(Rows from a dataset)
++++
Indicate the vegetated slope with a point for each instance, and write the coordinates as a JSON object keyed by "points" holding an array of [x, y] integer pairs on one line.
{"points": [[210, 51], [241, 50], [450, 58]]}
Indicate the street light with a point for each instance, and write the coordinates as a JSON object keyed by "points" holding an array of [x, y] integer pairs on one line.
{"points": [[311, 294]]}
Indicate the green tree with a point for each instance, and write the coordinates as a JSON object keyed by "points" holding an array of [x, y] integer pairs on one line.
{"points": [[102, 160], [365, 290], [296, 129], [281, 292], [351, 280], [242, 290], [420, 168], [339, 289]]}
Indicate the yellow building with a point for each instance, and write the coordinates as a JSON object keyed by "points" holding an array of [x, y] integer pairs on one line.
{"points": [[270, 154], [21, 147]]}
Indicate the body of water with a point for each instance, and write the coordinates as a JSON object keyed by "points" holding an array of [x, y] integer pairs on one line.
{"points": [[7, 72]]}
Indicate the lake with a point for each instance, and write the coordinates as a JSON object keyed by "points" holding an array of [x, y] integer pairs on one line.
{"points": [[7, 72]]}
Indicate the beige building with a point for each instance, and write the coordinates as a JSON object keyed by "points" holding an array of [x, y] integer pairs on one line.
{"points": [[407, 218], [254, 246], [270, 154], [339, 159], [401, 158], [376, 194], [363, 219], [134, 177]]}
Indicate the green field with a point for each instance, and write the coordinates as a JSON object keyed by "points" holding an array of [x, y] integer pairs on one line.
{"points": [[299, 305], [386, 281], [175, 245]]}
++++
Rewrite the lines of data above as a numbered list, leaving out any blank lines.

• **Reply to the task**:
1. Indicate the vegetated slope with a point for each instance, and write the coordinates as a JSON object keyed by "points" holding an array of [x, y] integer pairs on one line.
2. {"points": [[210, 51], [241, 50], [450, 58]]}
3. Indicate the street light with a point for each instance, and write the coordinates as a JSON object keyed by "points" holding an array of [x, y] integer pairs on one line.
4. {"points": [[311, 294]]}
5. Indicate the green tree with a point for each instance, and write the coordinates as a JSON object keyed by "points" holding an array of [x, y] integer pairs on one line.
6. {"points": [[102, 160], [365, 290], [296, 129], [281, 292], [351, 280], [242, 290], [420, 168], [339, 289]]}
7. Indicate the yellow building with a point for each instance, and write the coordinates as a JSON object keyed by "points" holding an array of [x, y] integer pairs on one line.
8. {"points": [[270, 154], [21, 147]]}
9. Indicate the body of water with a point for each instance, and write the coordinates as a JSON object keyed by "points" holding an array of [x, y] integer pairs on one line.
10. {"points": [[7, 72]]}
11. Indicate the lake with a point for each instance, and write the coordinates as a JSON object keyed by "points" holding an array of [x, y] integer pairs on one line.
12. {"points": [[7, 72]]}
13. Indicate the beige building with a point for each instance, and write the coordinates as a JSON object keyed by "points" holding an array of [x, y] integer pairs on one line.
14. {"points": [[407, 218], [254, 246], [270, 154], [339, 159], [401, 158], [376, 194], [363, 219], [134, 177]]}
15. Indicate the green field with a point for each instance, and write the coordinates as a JSON object keyed by "points" holding an array of [x, y] integer pairs on one line.
16. {"points": [[299, 305], [386, 281], [175, 245]]}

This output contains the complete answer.